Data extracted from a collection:
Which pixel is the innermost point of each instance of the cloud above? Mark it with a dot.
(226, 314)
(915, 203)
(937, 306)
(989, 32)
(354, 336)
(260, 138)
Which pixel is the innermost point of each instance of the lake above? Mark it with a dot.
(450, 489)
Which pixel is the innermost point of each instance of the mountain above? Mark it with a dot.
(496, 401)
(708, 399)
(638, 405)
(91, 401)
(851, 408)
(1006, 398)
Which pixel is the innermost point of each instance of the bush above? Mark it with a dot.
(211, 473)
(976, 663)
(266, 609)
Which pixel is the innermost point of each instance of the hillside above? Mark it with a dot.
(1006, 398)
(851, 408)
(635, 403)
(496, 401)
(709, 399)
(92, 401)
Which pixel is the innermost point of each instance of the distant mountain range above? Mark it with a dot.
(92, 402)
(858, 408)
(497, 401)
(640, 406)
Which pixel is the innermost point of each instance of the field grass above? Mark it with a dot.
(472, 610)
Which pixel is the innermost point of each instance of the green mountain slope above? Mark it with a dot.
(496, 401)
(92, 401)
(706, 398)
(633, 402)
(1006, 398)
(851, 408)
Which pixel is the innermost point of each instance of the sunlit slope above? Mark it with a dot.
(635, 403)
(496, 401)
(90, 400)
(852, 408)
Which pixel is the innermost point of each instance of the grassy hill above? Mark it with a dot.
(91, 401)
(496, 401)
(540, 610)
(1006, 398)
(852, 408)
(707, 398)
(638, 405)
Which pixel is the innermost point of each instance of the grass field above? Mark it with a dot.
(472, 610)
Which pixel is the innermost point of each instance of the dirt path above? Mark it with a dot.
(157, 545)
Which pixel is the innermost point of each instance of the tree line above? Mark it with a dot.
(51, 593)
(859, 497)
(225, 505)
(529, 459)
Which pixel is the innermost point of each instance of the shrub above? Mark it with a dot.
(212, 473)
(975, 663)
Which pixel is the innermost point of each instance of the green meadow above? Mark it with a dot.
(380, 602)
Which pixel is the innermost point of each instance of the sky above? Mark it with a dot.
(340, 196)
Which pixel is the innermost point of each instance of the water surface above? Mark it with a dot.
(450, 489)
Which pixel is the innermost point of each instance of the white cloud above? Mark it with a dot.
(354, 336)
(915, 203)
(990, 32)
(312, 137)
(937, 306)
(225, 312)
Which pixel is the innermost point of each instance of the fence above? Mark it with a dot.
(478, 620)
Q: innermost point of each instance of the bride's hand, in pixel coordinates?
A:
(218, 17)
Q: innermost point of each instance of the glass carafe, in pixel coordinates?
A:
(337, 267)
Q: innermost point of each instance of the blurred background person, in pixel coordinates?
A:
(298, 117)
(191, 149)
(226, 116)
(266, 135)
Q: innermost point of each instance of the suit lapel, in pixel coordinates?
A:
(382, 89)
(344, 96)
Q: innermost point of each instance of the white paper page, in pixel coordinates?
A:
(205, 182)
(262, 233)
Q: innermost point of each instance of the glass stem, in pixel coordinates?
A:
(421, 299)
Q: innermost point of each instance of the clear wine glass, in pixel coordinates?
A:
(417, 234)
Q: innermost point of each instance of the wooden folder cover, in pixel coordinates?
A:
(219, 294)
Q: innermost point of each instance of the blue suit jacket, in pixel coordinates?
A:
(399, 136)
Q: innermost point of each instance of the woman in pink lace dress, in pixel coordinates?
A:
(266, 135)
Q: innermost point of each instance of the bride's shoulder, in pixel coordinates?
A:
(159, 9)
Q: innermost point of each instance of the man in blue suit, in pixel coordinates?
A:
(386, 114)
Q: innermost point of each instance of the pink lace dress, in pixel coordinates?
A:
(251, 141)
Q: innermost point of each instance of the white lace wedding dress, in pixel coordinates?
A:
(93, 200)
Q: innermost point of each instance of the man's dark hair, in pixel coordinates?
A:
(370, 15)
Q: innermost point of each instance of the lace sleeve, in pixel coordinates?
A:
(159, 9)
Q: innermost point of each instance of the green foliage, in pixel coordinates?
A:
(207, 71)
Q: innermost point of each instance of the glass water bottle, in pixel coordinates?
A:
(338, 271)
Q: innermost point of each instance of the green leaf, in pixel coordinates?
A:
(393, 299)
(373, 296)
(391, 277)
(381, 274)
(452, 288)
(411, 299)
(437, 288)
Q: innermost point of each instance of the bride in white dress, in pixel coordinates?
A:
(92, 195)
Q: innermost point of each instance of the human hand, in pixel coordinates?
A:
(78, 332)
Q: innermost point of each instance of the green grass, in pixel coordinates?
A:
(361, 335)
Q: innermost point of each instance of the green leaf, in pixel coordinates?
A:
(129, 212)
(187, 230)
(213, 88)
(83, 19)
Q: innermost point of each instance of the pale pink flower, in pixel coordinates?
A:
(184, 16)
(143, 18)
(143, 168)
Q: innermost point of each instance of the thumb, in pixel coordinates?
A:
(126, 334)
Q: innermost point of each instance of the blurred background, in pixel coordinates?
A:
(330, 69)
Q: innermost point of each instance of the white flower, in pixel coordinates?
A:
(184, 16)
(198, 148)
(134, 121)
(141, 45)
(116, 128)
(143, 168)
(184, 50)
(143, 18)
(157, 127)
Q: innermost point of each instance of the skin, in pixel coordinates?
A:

Aim of the task >> Going through the lines above one by one, tally those with the word "suit" and give only the total.

Answer for the task >> 3